(作業指示)
• a. 遊楽館の避難所についての文章では、体育館の男子用トイレの個室はいくつあるとされていますか。
• b. 遊楽館の避難所についての文章を、最後の文の後から書き継いでください。

(原文)

===============

2011年05月04日
使用禁止
遊楽館の建物の周りは散歩コースになっています。
外のトイレは2ヶ所あり、大きな流しがついています。
左方向のトイレの前には、常に関係者が立っていて、
右方向のトイレの流しの蛇口は外されています。
どちらも使用禁止です。
左方向の蛇口をひねってみたら、普通に水が出ました。
右方向の蛇口が外されている理由を問うたら、
被災者に使わせないため、と教えられました。
被災者は、体育館以外のスペースは立ち入り禁止です。
体育館のトイレは狭いです。
男子用は個室が1つです。
多いときで、60名ほどの男性がいました。
被災者が、唯一、使用できる水道はトイレの洗面台です。
手を洗うために作られたサイズなので、
ここで顔を洗うと、床がびしょびしょになってしまいます。
被災者は、汚したら悪いから、顔はウェットティッシュで拭いています、とのこと。
スタッフ用のトイレは、女性用が10の個室と大きな洗面台4。
調理師免許を持った被災者がお手伝いさせてくださいと申し出てくれました。
調理室は被災者立ち入り禁止のためお断りしました。
小高い丘の上に立つ遊楽館からコンビニまでは
若い人の足で30分以上かかるため
車を持たない被災者は、本でも読めれば気が紛れる、と言います。
図書室も被災者立ち入り禁止です。
パソコンルームもあり、スタッフは使用していますが被災者は立ち入り禁止です。

===============

(データ内容)
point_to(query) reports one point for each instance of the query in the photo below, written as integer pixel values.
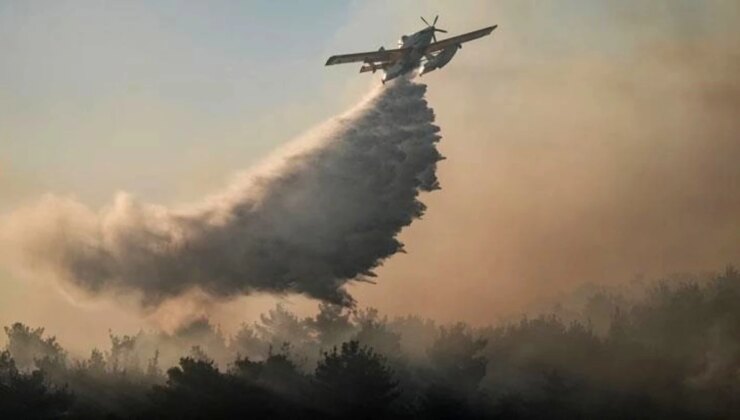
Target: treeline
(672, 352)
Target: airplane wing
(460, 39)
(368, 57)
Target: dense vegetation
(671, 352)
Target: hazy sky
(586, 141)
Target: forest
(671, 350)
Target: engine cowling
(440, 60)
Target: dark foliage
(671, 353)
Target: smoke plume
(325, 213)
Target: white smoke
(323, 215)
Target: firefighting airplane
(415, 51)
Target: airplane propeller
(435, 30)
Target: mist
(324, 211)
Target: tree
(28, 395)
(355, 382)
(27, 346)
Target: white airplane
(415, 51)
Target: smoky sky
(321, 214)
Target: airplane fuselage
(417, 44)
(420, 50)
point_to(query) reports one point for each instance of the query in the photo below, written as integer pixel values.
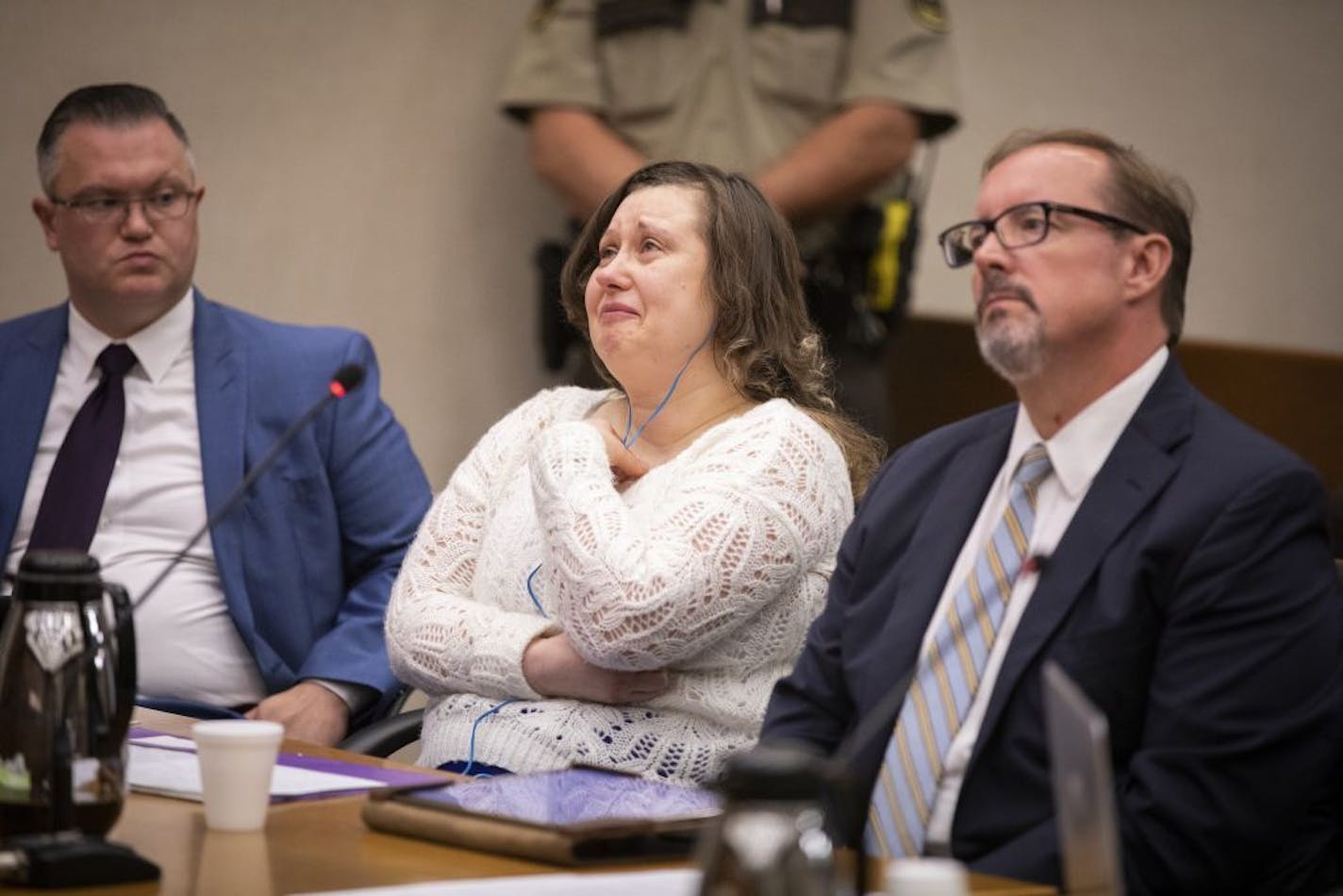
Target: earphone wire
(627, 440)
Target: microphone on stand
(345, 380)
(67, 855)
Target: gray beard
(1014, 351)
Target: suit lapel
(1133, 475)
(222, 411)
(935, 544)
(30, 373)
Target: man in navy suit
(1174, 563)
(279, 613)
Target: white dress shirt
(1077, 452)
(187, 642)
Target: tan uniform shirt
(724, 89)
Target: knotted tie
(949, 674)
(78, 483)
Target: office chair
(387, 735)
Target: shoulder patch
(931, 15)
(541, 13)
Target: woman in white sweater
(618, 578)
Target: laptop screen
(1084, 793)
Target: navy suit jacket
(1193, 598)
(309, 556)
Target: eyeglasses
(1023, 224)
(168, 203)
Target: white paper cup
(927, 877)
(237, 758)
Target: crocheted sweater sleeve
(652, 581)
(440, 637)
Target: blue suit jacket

===============

(回答一覧)
• a. 1つです。

• b.
ドコモ以外の携帯電波が非常に悪いため
パソコンが使えれば仕事を探せるし、地方の友人と連絡も取れるのに・・・と被災者は言っていました。
4/26から遊楽館は福祉避難所になりました。
身体の介護度が高い方とその家族だけです。
認知症の方は精神病院へ、
介護する家族がいない、杖で歩ける程度の高齢者は、
丘を下ったところにある小学校へ引っ越していきました。
それにともない、体育館に1つあったシャワー室が、障害者専用となり、
付き添いの家族は、自衛隊風呂の送迎を待つのみとなりました。
遊楽館にはカフェラウンジのようなオープンスペースがたくさんあります。
あそこで、付き添い家族が情報交換できたらいいんだけど、と被災者が言いました。
年老いた家族のいる空間で、生活の不安やお金のことなど、絶対話せないそうです。
津波に巻き込まれ、家族を失い、家を流され、身体も悪くし、それでも生きようと頑張っている高齢者に、
これ以上心配をかけたくないと、複数の付き添い家族が言っていました。